*PAGE TEXT*

At a press conference held on 21 August, the Chief Executive Carrie Lam stated that the health code policy will be implemented after the epidemic in Hong Kong stabilizes, but its usage will be limited to border control only and will be without any tracking functions. It was suggested by some pro-establishment parties that all citizens should be required to show their health codes before entering a restaurant, to which Carrie Lam has criticized for being impractical.

== Opinions in the year 2020==

=== Pro-establishment parties ===
On 9 August 2020, multiple pro-establishment parties including the DAB, the BPA, the HKFTU, and the NPP held a joint press conference and urged the government to implement a mutual recognition system for health codes in the Greater Bay Area. The BPA further suggested that citizens without a health code should be prohibited from entering public spaces such as restaurants or malls.

(Stored items)
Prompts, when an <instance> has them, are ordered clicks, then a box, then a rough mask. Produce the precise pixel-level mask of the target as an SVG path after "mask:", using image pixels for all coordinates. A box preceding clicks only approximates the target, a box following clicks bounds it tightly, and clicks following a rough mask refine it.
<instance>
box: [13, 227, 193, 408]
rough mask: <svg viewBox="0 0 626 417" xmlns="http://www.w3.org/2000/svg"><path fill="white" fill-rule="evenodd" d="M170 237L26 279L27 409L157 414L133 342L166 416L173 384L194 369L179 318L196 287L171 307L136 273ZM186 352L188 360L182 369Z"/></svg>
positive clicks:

*TASK SET*
A. Return the part of the health code text from "At a press conference" up to and including "for being impractical.".
B. According to the health code text, on what date did several pro-establishment parties hold a joint press conference?
C. Name every pro-establishment party that the health code text says took part in the joint press conference.
The listing has no connection to the health code text.

*SOLUTION SET*
A.
At a press conference held on 21 August, the Chief Executive Carrie Lam stated that the health code policy will be implemented after the epidemic in Hong Kong stabilizes, but its usage will be limited to border control only and will be without any tracking functions. It was suggested by some pro-establishment parties that all citizens should be required to show their health codes before entering a restaurant, to which Carrie Lam has criticized for being impractical.

B. 9 August 2020

C. DAB, BPA, HKFTU, NPP